■ **Point placement items**:

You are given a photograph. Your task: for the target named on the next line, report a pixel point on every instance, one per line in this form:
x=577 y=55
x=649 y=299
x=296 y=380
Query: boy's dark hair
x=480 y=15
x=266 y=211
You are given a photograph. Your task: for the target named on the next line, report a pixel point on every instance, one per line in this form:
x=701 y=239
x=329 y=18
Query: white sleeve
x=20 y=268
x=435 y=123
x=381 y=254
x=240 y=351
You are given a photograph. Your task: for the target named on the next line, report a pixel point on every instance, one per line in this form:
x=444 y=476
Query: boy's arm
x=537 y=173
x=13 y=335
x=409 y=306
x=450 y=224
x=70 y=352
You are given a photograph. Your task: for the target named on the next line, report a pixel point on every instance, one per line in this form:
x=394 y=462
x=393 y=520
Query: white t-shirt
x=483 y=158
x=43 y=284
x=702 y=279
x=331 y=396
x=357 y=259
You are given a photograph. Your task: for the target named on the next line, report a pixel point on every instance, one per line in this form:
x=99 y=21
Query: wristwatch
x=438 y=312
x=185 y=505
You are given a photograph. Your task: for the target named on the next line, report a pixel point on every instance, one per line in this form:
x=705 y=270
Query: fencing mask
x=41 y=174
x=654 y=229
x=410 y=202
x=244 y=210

■ **GIVEN PROBLEM**:
Copy out the items from the beginning through the line with "x=357 y=259", swapping every "Query" for "Label" and leaving everything else the same.

■ **RESPONSE TO THE EXERCISE**:
You are given a photograph. Your task: for the target named on the next line, report a pixel point on every instance, one per line in this form:
x=577 y=55
x=649 y=299
x=296 y=380
Label: boy's dark hair
x=480 y=15
x=266 y=211
You are given a photograph. Your task: for the target named on the next line, report a pixel point on every instance, one per line in this form:
x=701 y=239
x=329 y=18
Label: white sleeve
x=20 y=268
x=435 y=123
x=381 y=254
x=240 y=351
You are given a photograph. Your task: for the target named on the next line, report a pixel point on every instance, one per line in this form:
x=444 y=476
Label: boy's arm
x=537 y=173
x=13 y=335
x=409 y=306
x=450 y=224
x=70 y=352
You are given a photograph. Your task: for the target named on the next line, report a pixel point on every instance, one per line in this form:
x=394 y=462
x=393 y=520
Label: white t-shirt
x=483 y=158
x=43 y=284
x=702 y=279
x=331 y=396
x=357 y=259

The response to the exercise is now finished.